▶ _Selection_:
····················

Hello, I’m trying to replace an ancient grafana setup (backed by influxdb) with modern grafana (12.3) as a proof-of-concept. I’ve got grafana configured and able to query influxdb, and now I’m trying to build things to replace what exists now.
We have a lot of ephemeral nodes that create a dashboard (with alerts) for themselves when they are created, then remove the dashboard (and alerts) when they are shut down. This works well enough, but now that grafana alerting has decoupled alerts from dashboards, I’d like to use the multi-dimensional alerting to not have to do this. Instead of having 20 webservers coming online and each one creating a dashboard for itself that monitors webserver things, I’ll just have alerts that monitor all of the webservers and notifies if something is wrong with any, many, or all of them.
So far, so good. Where I’m getting hung up at is on teardown. When scaling down, I am missing how to tell grafana to not alert when a node goes missing. I can just turn off “No Data” alerts, but those are useful in the event that a server goes unresponsive due to OOM or IO issue or something similar.
The best thing I can think of is to have the grouped alerts as I’ve described them ignoring No Data conditions, and then have each node just setup a single alert (like cpu) to catch No Data conditions, and remove it on shutdown. This feels kludgy to me, so I am creating this post to see if there’s a more elegant way to handle this or if I’m just missing something obvious or just overthinking it.
Thanks in advance for any help!

····················

Lines of data
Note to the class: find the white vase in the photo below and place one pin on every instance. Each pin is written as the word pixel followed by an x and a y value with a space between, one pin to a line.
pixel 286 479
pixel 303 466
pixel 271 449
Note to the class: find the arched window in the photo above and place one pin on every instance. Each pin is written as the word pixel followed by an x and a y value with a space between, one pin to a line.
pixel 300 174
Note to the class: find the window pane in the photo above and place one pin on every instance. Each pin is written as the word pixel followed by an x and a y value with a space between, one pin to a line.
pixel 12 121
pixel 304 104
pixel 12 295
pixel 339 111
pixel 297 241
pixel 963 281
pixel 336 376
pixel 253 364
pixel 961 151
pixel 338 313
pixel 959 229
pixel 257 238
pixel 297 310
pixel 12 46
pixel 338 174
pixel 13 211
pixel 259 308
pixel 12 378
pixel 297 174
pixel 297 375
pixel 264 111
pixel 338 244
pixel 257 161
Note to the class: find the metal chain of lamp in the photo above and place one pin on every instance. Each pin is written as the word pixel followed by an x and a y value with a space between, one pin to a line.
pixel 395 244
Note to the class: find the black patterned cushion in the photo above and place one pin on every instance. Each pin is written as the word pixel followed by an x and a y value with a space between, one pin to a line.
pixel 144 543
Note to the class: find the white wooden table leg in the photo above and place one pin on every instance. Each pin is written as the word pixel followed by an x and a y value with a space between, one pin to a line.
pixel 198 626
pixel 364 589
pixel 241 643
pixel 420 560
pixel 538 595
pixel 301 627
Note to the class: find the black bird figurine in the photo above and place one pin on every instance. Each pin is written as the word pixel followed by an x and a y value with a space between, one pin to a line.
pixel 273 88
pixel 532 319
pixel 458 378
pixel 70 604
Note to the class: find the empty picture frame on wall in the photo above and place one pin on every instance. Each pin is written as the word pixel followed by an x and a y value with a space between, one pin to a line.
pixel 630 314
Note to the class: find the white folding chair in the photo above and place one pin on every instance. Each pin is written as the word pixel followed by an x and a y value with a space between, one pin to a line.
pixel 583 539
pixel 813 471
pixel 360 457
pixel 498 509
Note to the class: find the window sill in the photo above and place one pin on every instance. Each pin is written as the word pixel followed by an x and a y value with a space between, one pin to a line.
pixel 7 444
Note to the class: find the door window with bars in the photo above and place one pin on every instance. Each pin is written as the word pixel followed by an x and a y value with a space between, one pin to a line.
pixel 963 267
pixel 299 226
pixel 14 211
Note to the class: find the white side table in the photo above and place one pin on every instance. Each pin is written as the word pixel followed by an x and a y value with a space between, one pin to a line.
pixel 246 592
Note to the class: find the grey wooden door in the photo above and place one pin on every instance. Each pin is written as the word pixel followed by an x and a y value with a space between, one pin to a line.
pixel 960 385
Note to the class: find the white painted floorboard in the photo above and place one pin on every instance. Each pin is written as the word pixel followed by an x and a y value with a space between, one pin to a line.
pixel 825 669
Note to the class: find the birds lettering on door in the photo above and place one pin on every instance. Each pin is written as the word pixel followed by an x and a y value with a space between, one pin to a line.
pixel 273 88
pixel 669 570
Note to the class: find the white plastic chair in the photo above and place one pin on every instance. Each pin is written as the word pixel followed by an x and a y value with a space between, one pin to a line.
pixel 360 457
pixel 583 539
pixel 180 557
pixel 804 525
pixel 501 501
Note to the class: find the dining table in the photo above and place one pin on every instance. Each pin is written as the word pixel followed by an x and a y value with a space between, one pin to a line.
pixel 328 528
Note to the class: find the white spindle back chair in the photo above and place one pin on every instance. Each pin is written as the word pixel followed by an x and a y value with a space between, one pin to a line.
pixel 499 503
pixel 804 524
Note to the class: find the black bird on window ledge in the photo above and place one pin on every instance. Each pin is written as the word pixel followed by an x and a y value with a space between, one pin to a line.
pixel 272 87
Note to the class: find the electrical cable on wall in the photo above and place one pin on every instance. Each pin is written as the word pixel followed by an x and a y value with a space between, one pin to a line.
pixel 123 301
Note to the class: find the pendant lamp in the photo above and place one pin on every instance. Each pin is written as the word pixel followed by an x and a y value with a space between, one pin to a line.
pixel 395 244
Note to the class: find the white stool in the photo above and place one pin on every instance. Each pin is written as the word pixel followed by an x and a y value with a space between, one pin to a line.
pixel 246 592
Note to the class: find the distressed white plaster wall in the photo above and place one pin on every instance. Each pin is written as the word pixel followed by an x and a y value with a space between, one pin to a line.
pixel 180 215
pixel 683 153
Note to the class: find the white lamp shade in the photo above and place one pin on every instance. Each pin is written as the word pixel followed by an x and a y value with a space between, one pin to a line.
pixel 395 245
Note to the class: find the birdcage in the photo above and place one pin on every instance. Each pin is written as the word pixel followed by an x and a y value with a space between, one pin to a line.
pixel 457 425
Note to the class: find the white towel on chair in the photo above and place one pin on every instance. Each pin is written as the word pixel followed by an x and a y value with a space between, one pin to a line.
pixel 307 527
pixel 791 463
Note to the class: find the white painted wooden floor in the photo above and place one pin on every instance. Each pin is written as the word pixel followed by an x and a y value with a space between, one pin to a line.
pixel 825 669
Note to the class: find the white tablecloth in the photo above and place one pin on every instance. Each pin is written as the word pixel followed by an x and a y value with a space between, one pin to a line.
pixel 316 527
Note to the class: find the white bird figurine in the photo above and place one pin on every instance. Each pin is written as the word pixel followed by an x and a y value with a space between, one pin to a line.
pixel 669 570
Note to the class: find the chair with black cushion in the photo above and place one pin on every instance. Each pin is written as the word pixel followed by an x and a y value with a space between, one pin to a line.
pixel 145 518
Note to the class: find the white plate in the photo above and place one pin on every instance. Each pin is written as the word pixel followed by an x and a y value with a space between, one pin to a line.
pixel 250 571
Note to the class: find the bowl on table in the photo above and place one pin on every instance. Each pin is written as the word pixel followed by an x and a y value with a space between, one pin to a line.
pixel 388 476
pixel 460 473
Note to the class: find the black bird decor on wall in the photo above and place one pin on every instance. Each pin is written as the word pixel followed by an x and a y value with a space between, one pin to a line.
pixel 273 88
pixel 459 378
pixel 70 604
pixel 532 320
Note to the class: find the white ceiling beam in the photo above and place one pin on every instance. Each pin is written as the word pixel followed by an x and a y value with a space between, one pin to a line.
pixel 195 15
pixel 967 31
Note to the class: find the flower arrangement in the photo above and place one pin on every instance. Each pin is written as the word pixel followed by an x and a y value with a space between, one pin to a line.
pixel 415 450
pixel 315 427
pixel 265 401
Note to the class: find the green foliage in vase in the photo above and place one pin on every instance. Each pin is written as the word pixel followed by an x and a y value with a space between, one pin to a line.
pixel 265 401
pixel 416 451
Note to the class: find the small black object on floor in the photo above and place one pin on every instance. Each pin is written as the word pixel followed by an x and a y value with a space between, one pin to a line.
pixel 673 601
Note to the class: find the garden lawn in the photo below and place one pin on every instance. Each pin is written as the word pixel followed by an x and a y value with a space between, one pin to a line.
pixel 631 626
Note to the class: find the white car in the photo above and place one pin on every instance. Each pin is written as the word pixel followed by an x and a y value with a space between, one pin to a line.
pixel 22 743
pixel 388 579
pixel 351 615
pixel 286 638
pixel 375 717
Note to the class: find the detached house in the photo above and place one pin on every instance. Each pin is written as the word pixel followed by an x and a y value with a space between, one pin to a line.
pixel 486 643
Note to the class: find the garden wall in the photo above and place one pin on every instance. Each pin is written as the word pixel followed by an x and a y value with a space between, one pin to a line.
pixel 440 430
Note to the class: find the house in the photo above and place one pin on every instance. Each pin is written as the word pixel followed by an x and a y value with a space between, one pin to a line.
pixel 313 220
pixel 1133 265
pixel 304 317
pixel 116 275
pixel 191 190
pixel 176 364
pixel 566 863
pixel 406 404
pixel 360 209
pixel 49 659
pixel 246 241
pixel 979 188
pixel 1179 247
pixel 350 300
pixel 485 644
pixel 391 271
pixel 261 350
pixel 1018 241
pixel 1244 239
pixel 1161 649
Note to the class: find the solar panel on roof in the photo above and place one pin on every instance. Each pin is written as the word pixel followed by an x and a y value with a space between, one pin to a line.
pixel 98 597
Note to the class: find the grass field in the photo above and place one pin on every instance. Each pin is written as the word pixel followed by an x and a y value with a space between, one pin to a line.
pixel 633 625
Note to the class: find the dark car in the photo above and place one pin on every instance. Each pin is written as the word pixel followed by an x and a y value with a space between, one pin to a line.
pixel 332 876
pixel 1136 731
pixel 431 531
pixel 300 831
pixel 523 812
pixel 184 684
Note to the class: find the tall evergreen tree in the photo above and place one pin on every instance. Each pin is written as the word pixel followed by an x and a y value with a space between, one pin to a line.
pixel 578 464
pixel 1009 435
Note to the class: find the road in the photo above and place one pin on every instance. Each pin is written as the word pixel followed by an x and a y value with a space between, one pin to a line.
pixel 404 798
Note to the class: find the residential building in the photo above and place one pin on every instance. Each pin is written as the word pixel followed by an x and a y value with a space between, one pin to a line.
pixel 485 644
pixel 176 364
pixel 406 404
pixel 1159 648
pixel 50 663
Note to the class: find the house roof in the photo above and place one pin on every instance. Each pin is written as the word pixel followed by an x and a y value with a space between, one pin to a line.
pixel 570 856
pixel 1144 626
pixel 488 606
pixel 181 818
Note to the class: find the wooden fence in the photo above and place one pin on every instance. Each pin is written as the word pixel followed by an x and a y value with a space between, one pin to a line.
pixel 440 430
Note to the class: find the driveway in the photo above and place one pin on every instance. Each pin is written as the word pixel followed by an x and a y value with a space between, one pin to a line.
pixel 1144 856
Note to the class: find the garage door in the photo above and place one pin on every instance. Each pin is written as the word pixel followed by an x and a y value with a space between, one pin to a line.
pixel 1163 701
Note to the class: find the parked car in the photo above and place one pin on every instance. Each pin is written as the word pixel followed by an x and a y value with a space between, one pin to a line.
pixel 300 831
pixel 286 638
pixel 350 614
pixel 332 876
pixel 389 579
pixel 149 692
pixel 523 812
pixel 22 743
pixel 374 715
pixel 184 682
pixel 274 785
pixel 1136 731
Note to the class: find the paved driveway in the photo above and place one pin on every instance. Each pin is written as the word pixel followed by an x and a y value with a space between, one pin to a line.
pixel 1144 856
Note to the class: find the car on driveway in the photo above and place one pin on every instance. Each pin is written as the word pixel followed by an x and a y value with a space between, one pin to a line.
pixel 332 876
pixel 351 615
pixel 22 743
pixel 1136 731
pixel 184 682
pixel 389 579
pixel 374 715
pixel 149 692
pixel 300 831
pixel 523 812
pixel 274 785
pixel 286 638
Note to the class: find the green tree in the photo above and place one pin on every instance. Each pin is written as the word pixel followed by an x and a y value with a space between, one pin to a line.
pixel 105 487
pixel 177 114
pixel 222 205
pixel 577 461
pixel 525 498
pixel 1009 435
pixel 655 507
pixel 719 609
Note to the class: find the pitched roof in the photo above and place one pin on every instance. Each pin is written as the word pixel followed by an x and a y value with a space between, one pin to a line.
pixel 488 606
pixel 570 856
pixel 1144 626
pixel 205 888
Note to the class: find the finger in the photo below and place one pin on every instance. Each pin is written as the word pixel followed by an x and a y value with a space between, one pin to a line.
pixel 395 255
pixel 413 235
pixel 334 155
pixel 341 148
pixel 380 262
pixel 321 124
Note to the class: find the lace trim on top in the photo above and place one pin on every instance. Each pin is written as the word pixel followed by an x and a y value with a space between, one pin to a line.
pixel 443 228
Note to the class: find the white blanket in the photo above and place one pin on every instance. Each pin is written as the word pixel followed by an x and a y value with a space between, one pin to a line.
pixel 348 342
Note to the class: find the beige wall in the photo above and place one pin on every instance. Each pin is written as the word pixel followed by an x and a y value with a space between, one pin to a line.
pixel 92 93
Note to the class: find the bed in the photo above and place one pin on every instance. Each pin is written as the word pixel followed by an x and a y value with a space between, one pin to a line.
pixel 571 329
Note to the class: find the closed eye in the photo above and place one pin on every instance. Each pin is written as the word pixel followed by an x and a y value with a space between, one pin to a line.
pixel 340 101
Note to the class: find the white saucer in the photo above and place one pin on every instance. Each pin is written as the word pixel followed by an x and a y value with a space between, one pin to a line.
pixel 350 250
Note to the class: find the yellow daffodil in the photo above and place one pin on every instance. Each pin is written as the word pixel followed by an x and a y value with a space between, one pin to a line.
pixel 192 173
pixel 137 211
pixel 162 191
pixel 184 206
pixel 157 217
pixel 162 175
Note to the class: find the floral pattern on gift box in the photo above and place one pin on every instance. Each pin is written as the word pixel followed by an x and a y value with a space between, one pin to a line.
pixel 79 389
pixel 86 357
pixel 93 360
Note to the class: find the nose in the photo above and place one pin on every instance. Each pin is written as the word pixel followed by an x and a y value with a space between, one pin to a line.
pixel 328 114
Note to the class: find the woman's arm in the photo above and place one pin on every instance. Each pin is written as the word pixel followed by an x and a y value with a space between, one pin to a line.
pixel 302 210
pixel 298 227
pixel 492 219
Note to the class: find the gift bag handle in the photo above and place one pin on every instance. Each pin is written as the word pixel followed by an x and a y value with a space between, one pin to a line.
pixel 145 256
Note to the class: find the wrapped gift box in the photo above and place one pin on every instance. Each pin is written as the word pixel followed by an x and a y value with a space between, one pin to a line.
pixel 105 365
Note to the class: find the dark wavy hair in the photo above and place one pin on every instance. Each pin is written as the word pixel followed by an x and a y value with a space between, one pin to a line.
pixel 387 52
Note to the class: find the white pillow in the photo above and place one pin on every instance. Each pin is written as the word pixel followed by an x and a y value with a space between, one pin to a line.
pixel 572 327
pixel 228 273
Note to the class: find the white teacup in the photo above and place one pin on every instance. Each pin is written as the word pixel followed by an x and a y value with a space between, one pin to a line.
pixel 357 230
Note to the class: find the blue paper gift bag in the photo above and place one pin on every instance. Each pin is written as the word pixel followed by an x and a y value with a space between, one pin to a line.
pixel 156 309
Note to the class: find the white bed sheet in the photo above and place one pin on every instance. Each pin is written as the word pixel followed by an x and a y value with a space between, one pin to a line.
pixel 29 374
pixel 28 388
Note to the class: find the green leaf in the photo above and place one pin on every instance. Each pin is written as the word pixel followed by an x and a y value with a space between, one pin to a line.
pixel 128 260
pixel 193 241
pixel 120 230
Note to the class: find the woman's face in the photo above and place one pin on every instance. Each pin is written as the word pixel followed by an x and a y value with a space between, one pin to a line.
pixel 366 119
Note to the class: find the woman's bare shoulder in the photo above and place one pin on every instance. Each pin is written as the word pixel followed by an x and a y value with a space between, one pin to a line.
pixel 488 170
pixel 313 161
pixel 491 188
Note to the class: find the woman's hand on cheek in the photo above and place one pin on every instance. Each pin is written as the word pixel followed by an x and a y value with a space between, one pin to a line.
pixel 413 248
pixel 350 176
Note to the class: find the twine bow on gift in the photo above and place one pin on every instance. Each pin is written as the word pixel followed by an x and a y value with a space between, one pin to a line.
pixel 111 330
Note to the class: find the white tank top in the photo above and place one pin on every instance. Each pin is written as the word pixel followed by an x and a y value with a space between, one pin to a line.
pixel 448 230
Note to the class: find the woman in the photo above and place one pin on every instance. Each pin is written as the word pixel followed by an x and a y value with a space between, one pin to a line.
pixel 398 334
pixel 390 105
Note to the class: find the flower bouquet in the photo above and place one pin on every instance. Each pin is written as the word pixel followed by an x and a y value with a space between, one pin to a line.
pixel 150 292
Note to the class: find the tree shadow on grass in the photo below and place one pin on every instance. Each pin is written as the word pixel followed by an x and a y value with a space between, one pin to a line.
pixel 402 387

····················

▶ _Tasks to complete_:
1. Answer these questions about the grafana post:
(a) Which grafana version is the poster using for the proof-of-concept?
(b) What backs the ancient grafana setup being replaced?
(c) According to the poster, in what situation are "No Data" alerts useful?
2. Please output the passage of the grafana post that begins with the words "We have a lot" and ends with the words "or something similar.", copied exactly.

▶ _In response_:
1.
(a) Grafana 12.3.
(b) Influxdb.
(c) When a server goes unresponsive due to OOM or an IO issue or something similar.

2.
We have a lot of ephemeral nodes that create a dashboard (with alerts) for themselves when they are created, then remove the dashboard (and alerts) when they are shut down. This works well enough, but now that grafana alerting has decoupled alerts from dashboards, I’d like to use the multi-dimensional alerting to not have to do this. Instead of having 20 webservers coming online and each one creating a dashboard for itself that monitors webserver things, I’ll just have alerts that monitor all of the webservers and notifies if something is wrong with any, many, or all of them.
So far, so good. Where I’m getting hung up at is on teardown. When scaling down, I am missing how to tell grafana to not alert when a node goes missing. I can just turn off “No Data” alerts, but those are useful in the event that a server goes unresponsive due to OOM or IO issue or something similar.